QUESTIONS =
[A] According to the text on the Flathead River Valley, why do the three named organizations want B.C. to agree to a national park in the southeastern one-third of the Flathead?
[B] From the text on the Flathead River Valley, quote the passage from "The Flathead River Valley, 158,000" to "around the world.".
[C] Answer these questions using the text on the Flathead River Valley:
(i) How many hectares of wilderness does the valley cover?
(ii) Who gives the Flathead Wild film and multi-media presentation, and what is that person's position?
(iii) What did the BC government declare the entire Flathead River Valley off limits to?
(EXCERPT TO READ)
The Flathead River Valley, 158,000 hectares of wilderness located in B.C.’s Southern Rockies, is one of the most biologically diverse places on earth. It can be compared to Africa’s Serengeti for its richness of plant species as more than 1,000 wildflower species alone. Water in the Flathead River is so pure that scientists use it as a benchmark by which to measure water quality in rivers around the world.
On Friday, March 4th, Residents of Golden and visitors have the chance to learn more about the valley and what is happening right now in terms of conservation at the screening of the Flathead Wild film and multi-media presentation by Wildsight’s Flathead-Southern Rockies Program Manager, Casey Brennan.“B.C.’s Flathead River Valley is a window to our past,” said Brennan. “ Tucked into B.C’s southeast corner, the Flathead is a modern-day Noah’s Ark for many species whose habitat has vanished due to human activity.”
National Geographic magazine classifies the area as “one of the most diverse and ecologically intact natural ecosystems in the temperate zones of the world.”
Last year a great first step was taken to ensure one of the most important wilderness corridors on the planet stays intact. The BC government declared the entire Flathead River Valley off limits to inappropriate mining and oil and gas development. This declaration must be made permanent through legislation to help secure Flathead protection.
Sierra Club BC, the Canadian Parks and Wilderness Society and Wildsight are calling for B.C. to follow the lead of Alberta and Montana and agree to a national park in the southeastern one-third of the Flathead, to fill in the missing piece of Waterton-Glacier International Peace Park.
(End EXCERPT TO READ)
(INFORMATION SHOWN)
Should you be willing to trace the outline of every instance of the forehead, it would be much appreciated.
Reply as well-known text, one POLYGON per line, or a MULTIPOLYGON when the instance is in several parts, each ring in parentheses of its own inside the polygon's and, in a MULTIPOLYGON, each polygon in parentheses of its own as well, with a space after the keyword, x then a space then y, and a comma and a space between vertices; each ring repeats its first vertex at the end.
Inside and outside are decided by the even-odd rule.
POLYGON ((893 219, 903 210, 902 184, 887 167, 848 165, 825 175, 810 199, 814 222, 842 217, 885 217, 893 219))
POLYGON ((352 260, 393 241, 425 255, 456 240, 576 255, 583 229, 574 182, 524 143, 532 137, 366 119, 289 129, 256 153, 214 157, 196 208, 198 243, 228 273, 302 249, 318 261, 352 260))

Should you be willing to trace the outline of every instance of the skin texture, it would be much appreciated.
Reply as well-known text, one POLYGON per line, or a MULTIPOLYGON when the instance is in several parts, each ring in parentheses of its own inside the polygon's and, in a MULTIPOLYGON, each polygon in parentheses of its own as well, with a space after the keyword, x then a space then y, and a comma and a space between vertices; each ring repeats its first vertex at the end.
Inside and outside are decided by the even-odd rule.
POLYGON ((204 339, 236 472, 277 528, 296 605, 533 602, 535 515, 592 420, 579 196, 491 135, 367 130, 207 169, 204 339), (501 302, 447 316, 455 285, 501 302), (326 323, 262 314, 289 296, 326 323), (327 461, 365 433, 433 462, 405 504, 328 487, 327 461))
(End INFORMATION SHOWN)
RESPONSES PER TASK =
[A] They want the park there to fill in the missing piece of Waterton-Glacier International Peace Park. In making this call, they are asking B.C. to follow the lead of Alberta and Montana.

[B]
The Flathead River Valley, 158,000 hectares of wilderness located in B.C.’s Southern Rockies, is one of the most biologically diverse places on earth. It can be compared to Africa’s Serengeti for its richness of plant species as more than 1,000 wildflower species alone. Water in the Flathead River is so pure that scientists use it as a benchmark by which to measure water quality in rivers around the world.

[C]
(i) 158,000 hectares.
(ii) Casey Brennan, Wildsight's Flathead-Southern Rockies Program Manager.
(iii) Inappropriate mining and oil and gas development.